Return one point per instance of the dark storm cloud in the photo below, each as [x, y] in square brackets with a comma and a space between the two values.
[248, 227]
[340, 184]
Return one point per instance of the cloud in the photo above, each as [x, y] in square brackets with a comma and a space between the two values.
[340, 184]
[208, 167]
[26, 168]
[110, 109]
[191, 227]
---+---
Which lines run from the one containing "Return one point per instance of the cloud" through the end of the material? Output them exactly.

* [REPLY TO THE EXERCISE]:
Return one point per instance of the cloud in the photo above, each as [x, y] in square brackets with a comma and a space between the two values.
[340, 184]
[208, 167]
[26, 168]
[110, 109]
[191, 227]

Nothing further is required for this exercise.